### Extrait à lire
»»

La vie bascule souvent sur un simple incident, et la possibilité d’une catastrophe peut avoir des conséquences presque aussi graves que la catastrophe elle-même. Ainsi, même si l’avalanche annoncée épargne la station de sports d’hiver, la parfaite famille suédoise qui était venue s’y ressourcer va éclater. Voici le pitch de Snow Therapy, de Ruben Ostlung, qui obtint le Prix du Jury d’un Certain Regard à Cannes 2014. Les fans de la série 100% Humain (nous en sommes) retrouveront avec plaisir Johannes Kuhnke, qui interprétait Rick le robot sex friend, en mari trouillard. Après le cocktail orchestré par L’Intendance Suivra et coproduit par le Champagne Veuve Cheurlin, les jus Biguine Beauty et les pickles Les 3 Chouettes, Emmanuel Raspiengeas nous décryptera cette petite perle du cinéma suédois.
On peut voir le cinéma comme une distraction, un spectacle, un business ou un art. On peut aussi le voir comme un objet plastique, technique et producteur de sens. C’est ce regard là que Le Collectif Jeune Cinéma veut poser sur l’écran. Et son Festival des cinémas différents et expérimentaux, qui va se tenir de mercredi à dimanche, propose des « objets filmiques » différents et parfois radicaux. Cinéphiles curieux, ne ratez pas ce moment de découvertes, d’autant qu’une vraie ambiance de festival va battre au Grand Action avec la possibilité de boire et manger sur place, grâce à l’excellent Bruno de l’Intendance Suivra. Toutes les séances à 5 €, pour rencontrer le petit monde des inventeurs d’un possible autre cinéma.

««

### Travail à faire
Recopiez sans aucun changement le passage de l'extrait sur le cinéma qui va de « On peut voir » à « possible autre cinéma. ».

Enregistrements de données
»»

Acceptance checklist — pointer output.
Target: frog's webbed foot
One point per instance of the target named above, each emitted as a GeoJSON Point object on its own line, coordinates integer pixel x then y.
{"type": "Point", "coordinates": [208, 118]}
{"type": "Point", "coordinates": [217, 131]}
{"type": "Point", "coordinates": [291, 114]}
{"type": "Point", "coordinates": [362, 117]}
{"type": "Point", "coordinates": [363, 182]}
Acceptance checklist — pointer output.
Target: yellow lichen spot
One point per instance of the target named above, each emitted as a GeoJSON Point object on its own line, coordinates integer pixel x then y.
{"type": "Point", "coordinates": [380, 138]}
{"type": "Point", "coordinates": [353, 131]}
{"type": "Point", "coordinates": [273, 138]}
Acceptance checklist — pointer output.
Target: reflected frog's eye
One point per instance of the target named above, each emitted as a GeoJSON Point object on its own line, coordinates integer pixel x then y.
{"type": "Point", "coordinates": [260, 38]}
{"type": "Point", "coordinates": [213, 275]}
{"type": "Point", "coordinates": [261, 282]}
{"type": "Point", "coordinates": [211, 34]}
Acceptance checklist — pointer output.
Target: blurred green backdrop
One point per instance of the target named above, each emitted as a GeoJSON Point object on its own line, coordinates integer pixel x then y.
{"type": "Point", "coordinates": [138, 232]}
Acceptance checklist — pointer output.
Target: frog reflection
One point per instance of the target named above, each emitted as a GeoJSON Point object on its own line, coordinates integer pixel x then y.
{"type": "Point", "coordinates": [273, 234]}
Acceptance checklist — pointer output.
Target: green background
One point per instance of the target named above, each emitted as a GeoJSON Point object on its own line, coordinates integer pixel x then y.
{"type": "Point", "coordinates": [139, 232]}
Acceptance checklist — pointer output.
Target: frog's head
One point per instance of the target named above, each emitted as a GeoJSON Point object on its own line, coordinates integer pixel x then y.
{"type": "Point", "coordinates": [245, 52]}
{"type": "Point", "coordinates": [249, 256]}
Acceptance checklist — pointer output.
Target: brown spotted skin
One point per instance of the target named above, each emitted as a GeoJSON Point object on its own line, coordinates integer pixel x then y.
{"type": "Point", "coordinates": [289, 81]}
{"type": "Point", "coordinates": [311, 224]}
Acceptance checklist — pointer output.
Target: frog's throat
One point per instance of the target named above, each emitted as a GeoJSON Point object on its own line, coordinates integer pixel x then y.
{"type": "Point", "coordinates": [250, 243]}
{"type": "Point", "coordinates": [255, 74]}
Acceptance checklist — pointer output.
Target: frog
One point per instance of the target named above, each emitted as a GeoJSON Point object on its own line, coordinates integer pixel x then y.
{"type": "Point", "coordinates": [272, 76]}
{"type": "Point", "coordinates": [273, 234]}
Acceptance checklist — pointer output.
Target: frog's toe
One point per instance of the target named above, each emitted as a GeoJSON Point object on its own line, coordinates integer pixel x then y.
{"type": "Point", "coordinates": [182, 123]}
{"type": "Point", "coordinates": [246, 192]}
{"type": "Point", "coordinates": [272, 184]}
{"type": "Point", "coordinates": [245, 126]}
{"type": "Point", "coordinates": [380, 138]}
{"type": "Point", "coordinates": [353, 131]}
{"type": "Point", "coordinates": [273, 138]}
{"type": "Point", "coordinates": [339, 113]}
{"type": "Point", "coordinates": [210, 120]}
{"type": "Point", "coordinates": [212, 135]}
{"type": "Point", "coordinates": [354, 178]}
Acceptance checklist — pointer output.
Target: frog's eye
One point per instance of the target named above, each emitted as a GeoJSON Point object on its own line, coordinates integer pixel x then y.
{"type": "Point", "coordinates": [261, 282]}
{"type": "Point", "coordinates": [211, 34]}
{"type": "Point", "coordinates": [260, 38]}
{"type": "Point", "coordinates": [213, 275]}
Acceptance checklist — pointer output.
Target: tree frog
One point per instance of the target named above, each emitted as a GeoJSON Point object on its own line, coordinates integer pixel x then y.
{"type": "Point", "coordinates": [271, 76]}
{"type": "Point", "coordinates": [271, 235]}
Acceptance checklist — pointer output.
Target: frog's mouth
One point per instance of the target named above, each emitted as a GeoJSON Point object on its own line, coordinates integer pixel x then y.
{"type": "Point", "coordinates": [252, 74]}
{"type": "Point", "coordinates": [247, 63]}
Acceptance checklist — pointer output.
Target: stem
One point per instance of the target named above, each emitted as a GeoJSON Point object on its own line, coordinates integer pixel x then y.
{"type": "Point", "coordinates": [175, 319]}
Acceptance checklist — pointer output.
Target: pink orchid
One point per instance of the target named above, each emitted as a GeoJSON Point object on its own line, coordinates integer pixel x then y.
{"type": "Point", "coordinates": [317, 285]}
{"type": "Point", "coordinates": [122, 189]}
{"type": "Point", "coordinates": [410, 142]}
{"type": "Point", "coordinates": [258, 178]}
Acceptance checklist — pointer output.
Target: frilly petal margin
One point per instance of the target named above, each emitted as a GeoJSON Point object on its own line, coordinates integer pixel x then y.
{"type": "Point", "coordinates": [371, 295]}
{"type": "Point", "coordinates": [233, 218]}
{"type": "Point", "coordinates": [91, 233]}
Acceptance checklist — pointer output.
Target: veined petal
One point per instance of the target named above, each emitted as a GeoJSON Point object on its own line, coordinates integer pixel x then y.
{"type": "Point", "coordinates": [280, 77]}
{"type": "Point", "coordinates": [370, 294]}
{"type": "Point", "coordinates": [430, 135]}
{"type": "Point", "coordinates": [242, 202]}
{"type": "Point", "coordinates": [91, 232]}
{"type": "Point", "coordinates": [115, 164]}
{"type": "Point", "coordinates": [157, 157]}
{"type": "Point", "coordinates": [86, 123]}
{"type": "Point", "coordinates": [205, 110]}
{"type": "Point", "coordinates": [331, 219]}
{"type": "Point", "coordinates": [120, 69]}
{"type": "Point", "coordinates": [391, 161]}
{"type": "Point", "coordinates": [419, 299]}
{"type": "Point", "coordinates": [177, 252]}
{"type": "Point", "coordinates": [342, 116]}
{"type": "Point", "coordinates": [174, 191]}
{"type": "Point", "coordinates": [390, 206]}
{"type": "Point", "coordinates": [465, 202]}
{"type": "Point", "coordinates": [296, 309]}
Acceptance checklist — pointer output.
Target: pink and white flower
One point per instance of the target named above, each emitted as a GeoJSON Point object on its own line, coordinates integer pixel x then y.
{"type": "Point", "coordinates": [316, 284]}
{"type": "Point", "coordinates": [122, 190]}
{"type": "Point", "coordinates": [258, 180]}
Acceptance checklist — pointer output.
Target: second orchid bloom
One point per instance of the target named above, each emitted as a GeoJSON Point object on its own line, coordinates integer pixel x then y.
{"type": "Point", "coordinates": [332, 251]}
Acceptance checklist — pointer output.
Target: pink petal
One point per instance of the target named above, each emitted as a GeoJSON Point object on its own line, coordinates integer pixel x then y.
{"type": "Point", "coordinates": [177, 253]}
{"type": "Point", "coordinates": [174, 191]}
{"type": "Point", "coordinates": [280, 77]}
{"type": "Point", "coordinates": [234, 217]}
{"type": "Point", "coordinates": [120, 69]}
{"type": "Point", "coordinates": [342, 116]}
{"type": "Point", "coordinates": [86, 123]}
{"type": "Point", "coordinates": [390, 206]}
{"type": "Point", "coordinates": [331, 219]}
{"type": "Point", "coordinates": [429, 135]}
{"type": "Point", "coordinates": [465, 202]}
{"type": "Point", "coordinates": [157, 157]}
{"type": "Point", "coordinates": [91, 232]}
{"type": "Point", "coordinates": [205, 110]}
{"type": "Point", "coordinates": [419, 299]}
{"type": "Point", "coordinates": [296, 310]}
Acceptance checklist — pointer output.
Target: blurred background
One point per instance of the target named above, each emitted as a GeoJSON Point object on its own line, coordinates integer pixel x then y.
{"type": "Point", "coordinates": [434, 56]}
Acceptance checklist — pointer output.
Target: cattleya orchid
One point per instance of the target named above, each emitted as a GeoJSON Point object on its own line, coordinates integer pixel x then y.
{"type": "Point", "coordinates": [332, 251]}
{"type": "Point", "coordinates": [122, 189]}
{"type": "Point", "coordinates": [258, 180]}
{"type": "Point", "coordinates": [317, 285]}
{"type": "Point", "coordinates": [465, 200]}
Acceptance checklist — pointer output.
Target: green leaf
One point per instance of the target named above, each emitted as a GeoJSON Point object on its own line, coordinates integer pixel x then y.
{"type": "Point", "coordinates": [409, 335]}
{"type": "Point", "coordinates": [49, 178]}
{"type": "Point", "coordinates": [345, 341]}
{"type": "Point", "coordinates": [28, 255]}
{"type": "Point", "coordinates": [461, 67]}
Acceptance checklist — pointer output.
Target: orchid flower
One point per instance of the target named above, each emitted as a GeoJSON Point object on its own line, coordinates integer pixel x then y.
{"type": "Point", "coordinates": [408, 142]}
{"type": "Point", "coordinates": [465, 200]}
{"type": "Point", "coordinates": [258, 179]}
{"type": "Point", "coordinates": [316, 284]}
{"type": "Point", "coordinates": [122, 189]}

««

### Tâche accomplie
On peut voir le cinéma comme une distraction, un spectacle, un business ou un art. On peut aussi le voir comme un objet plastique, technique et producteur de sens. C’est ce regard là que Le Collectif Jeune Cinéma veut poser sur l’écran. Et son Festival des cinémas différents et expérimentaux, qui va se tenir de mercredi à dimanche, propose des « objets filmiques » différents et parfois radicaux. Cinéphiles curieux, ne ratez pas ce moment de découvertes, d’autant qu’une vraie ambiance de festival va battre au Grand Action avec la possibilité de boire et manger sur place, grâce à l’excellent Bruno de l’Intendance Suivra. Toutes les séances à 5 €, pour rencontrer le petit monde des inventeurs d’un possible autre cinéma.